Questions to answer:
[1] In the column on farming and Brexit, what is the two ton bucket on the Merlo telehandler used for?
[2] Reproduce word for word the portion of the column on farming and Brexit that begins at the words "It beggars belief" and stops after the words "and social media.".

Text provided:
------------------------

No doubt when the new Secretary of State for the Environment, Food and Rural Affairs, meets farmers as he visits agricultural shows across the country, he will soon pick up the idea that such behaviour is unacceptable.
I rather suspect Mr Gove is receiving a mixed bag of messages from farmers and ‘interested parties’, all giving their views regarding Brexit.
Let us hope he listens to the farmers who actually work on, and care for the land and countryside, as opposed to the views of organisation such as the NFU, CLA, South Downs National Park Authority, and environmental agencies.
These along with charities such as the RSPB, have their own political agenda, and are caught up in a power struggle for supremacy, as well as being desperate for a slice of the financial cake.
The Minister will receive a variety of views regarding future financial support, once we are no longer under the Common Agricultural Policy directive (CAP), from all concerned.
Some are already hoping to persuade Mr Gove that any future UK funding, post 2022, would be safe in their hands, giving them the power to distribute as they see fit.
God help the farming industry if that were to happen. The RPA (Rural Payment Agency) has been fairly useless to date, but the idea of handing funds to agencies such as the SDNPA, is utterly absurd, definitely dangerous, and should be rigorously opposed. Their record to date is far from farmer friendly.
I would be impressed if Mr Gove recognises now is the time to change his title. Farming must be top of his agenda and therefore, it would be more appropriate to have a Minister for Agriculture and the Countryside, or Farming, Food and the Countryside. The countryside is the environment, and as for ‘rural affairs’ whatever does it mean? Hanky panky in the wheat fields?!
The two ton bucket on the Merlo telehandler is used only for our moving grain. On it is a notice which says, ‘Do not in any circumstance use for transporting ‘farmyard muck’! (FYM)
The amount of proverbial toxic muck, being spouted by certain individuals following the Manchester bombing, General Election, Grenfell Tower inferno and massacres in London, would not only overfill, but contaminate beyond redemption our ‘grain only’, two ton bucket.
It beggars belief that anyone is taken in by the utter malicious rubbish emitting from Glastonbury, the BBC and other airwaves, the Guardian and social media.

------------------------

Material shown:
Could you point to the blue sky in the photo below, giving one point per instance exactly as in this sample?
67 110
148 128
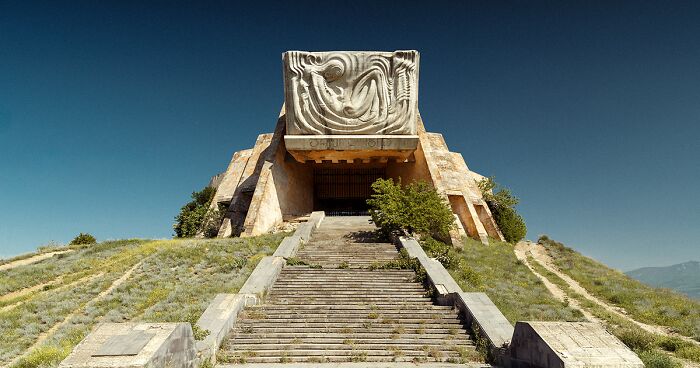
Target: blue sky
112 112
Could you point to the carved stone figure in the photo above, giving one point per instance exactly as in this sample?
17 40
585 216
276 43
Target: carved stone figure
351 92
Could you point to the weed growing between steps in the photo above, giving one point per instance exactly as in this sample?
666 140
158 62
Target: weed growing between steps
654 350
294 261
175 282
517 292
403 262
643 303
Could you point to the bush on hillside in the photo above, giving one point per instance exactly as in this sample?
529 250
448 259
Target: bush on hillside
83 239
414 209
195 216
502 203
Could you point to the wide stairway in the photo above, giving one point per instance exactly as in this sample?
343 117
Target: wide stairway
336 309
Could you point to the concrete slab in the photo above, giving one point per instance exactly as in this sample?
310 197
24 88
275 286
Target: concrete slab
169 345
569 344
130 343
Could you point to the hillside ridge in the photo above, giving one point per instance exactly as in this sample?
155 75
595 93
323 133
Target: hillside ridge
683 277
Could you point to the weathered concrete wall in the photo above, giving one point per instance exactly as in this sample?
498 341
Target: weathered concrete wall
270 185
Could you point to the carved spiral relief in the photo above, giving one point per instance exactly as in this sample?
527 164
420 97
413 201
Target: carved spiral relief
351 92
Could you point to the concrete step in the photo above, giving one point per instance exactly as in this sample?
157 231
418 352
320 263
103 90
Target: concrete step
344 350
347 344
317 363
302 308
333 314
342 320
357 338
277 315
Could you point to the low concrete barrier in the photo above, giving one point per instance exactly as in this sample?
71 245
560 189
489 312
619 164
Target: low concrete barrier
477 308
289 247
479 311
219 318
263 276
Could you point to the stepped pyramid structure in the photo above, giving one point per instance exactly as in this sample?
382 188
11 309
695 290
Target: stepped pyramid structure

------------------------

Outputs by task:
[1] It is used only for moving grain.

[2]
It beggars belief that anyone is taken in by the utter malicious rubbish emitting from Glastonbury, the BBC and other airwaves, the Guardian and social media.